──────── EXTRACT PROVIDED
Multiple elements for single function

Redundancy provides a safety net in case one feature fails.

Multiple functions for single element

e.g.: living roof underneath solar panels, a windbreak that also provides lumber or soil retention

Patterns to details

Start with the big picture and then work your way down to the details.
Look at the patterns of the land and people.

Integrate rather than segregate

Bring plants and people together. Also the idea of many hands make light work and designing for the whole system.

Small and slow solutions

e.g.: erosion control plants, seed saving, building soil up, planting trees, starting with a small garden and then expanding, diving into one aspect until you become an expert.


Diversity creates stability, balance, and resilience. There is such a thing as too much diversity, as in when you cannot obtain a yield from any one crop, but polyculture is more effective and safer than monoculture.
────────────────
──────── EXCERPTED DATA
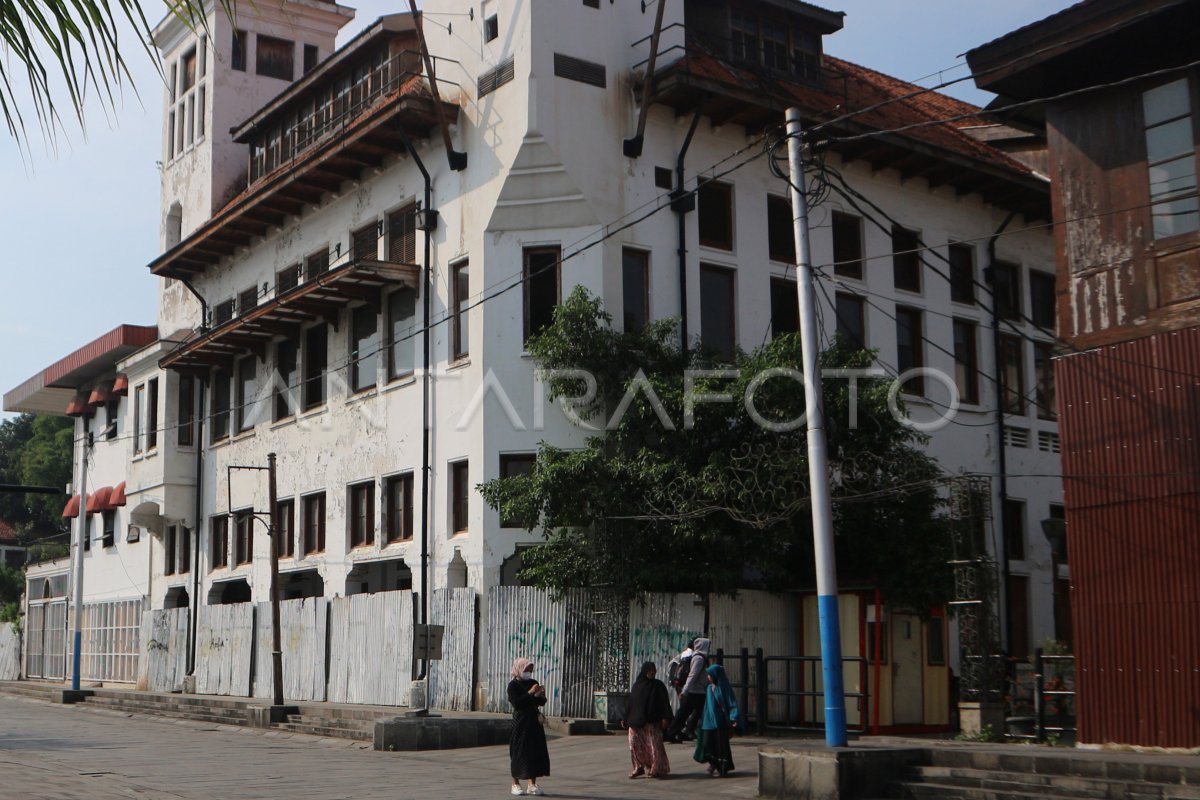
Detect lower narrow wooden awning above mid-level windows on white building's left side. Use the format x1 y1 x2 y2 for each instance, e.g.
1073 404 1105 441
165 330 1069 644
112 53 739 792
160 259 421 372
────────────────
[STUDY QUESTIONS]:
[A] In the design principles text, what does redundancy provide?
[B] List every heading in the design principles text.
[C] Carry on the design principles notes from their last sentence.

[ANSWER SET]:
[A] A safety net in case one feature fails.

[B]
Multiple elements for single function
Multiple functions for single element
Patterns to details
Integrate rather than segregate
Small and slow solutions

[C]
Use edges

There is more diversity in edge space because it’s the meeting place of two systems (called the Edge Effect).

Use and respond to change

Permaculture is anything but static, and when the only constant is change we can view this as an opportunity to reinvent the space in a better way.

When in doubt, do nothing

If it’s not a yes, it’s a no.

Least change for the greatest effect

The idea of working smarter, not harder.

Give and receive feedback

By doing this we can better respond to change.

The problem is the solution

e.g.: humanure, compost, using pests like rabbit or deer for food.